■ Task brief
Reproduce the following material line for line, leaving every entry unaltered.

■ Records for processing
━━━━━━━━
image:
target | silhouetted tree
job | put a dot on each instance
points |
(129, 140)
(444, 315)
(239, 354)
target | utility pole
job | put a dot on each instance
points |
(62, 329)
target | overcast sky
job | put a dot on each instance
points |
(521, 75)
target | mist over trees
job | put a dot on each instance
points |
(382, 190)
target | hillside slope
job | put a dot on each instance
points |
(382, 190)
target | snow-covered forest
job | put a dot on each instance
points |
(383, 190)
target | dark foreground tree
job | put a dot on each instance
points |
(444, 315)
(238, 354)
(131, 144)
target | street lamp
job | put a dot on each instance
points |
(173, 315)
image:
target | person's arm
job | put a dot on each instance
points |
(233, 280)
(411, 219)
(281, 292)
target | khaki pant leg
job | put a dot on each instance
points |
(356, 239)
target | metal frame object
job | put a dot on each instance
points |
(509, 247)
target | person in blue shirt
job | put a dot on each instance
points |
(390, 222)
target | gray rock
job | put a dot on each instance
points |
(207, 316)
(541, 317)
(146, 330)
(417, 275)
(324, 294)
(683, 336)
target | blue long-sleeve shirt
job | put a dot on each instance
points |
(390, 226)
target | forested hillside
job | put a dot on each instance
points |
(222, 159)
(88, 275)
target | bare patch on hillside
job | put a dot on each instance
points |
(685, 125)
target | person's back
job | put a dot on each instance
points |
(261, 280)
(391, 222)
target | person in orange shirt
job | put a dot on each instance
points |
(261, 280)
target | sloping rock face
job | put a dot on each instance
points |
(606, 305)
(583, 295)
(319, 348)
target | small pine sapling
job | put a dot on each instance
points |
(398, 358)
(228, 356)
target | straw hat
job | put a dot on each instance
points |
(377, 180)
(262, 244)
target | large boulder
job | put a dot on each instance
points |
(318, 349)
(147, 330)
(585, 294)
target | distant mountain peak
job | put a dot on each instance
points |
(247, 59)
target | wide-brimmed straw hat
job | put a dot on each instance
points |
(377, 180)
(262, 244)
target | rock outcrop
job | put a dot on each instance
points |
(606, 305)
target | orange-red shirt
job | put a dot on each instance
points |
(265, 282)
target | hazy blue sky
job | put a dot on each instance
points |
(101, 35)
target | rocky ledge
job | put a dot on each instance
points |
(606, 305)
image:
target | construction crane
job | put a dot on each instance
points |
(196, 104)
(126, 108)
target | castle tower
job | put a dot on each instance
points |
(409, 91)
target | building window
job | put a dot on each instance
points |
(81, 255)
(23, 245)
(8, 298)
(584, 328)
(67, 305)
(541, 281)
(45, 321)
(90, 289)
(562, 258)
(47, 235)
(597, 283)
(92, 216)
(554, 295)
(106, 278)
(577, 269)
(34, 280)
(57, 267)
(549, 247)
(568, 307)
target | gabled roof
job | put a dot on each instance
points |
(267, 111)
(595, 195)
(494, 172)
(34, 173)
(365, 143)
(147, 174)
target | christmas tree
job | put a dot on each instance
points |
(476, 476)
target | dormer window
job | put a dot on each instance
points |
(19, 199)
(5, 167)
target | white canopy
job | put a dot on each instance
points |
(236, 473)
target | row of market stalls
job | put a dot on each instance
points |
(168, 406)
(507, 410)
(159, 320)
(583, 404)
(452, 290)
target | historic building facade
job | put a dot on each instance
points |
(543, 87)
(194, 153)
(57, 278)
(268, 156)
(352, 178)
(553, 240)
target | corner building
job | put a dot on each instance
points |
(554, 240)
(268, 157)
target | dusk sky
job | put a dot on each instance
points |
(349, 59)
━━━━━━━━
■ The solution
image:
target | silhouetted tree
job | put a dot on each instance
points |
(129, 140)
(444, 315)
(239, 354)
target | utility pole
job | put a dot on each instance
points |
(62, 329)
target | overcast sky
job | put a dot on each instance
points |
(521, 75)
target | mist over trees
job | put a dot on each instance
points |
(382, 190)
target | hillside slope
job | put a dot on each instance
points |
(382, 190)
target | snow-covered forest
job | put a dot on each instance
points |
(383, 190)
target | dark foreground tree
job | put a dot on each instance
points |
(444, 315)
(238, 354)
(131, 144)
target | street lamp
job | put a dot on each instance
points |
(173, 315)
image:
target | person's arm
job | put a dot on each instance
points |
(233, 280)
(411, 219)
(281, 292)
target | khaki pant leg
job | put a dot on each instance
points |
(356, 239)
target | metal frame object
job | put a dot on each instance
points |
(509, 247)
target | person in blue shirt
job | put a dot on each instance
points |
(390, 222)
target | gray rock
job | put a dot on each instance
points |
(207, 316)
(541, 317)
(146, 330)
(417, 275)
(324, 294)
(683, 336)
target | blue long-sleeve shirt
job | put a dot on each instance
points |
(390, 226)
target | forested hillside
job | put a dot on each instance
points |
(222, 159)
(88, 275)
target | bare patch on hillside
job | put a dot on each instance
points |
(685, 125)
target | person's back
job | put a dot on each instance
points |
(261, 280)
(391, 222)
target | person in orange shirt
job | put a dot on each instance
points |
(261, 280)
target | sloping rock face
job | put a dot on each instance
points |
(606, 305)
(583, 295)
(319, 348)
target | small pine sapling
job | put a dot on each instance
points |
(398, 358)
(228, 356)
target | straw hat
job | put a dot on each instance
points |
(377, 180)
(262, 244)
target | large boulder
job | put a dot on each instance
points |
(318, 349)
(147, 330)
(585, 294)
target | distant mountain peak
job | put a dot on each instance
points |
(247, 59)
target | wide-brimmed straw hat
job | put a dot on each instance
points |
(377, 180)
(262, 244)
target | rock outcrop
job | put a dot on each instance
points |
(606, 305)
target | orange-red shirt
job | put a dot on each instance
points |
(265, 282)
target | hazy blue sky
job | put a dot on each instance
points |
(101, 35)
target | rocky ledge
job | put a dot on each instance
points |
(606, 305)
image:
target | construction crane
job | put a dot on each instance
points |
(196, 104)
(126, 108)
target | castle tower
job | put a dot on each instance
points |
(409, 91)
target | building window
job | put a dot on each instance
points |
(81, 255)
(23, 245)
(8, 298)
(584, 328)
(67, 305)
(541, 281)
(45, 321)
(90, 289)
(562, 258)
(47, 235)
(597, 283)
(92, 216)
(554, 295)
(106, 278)
(577, 269)
(34, 280)
(57, 267)
(549, 247)
(568, 307)
target | gabled roof
job | put a dot on each instance
points |
(267, 111)
(595, 195)
(494, 172)
(34, 173)
(365, 143)
(147, 174)
target | christmas tree
job | put a dot on each instance
points |
(476, 476)
target | dormer window
job | put a dot on each instance
points |
(19, 199)
(5, 167)
target | white canopy
job | put a dot on each instance
points |
(236, 473)
target | row of market stalls
job | put a dot on each instance
points |
(168, 406)
(507, 410)
(159, 320)
(583, 404)
(452, 290)
target | historic building facade
job | put a dot on each instance
points |
(543, 87)
(194, 153)
(57, 278)
(268, 156)
(352, 178)
(553, 240)
target | corner building
job | put a dot on each instance
points |
(554, 240)
(268, 157)
target | dusk sky
job | put a dot on each instance
points |
(349, 59)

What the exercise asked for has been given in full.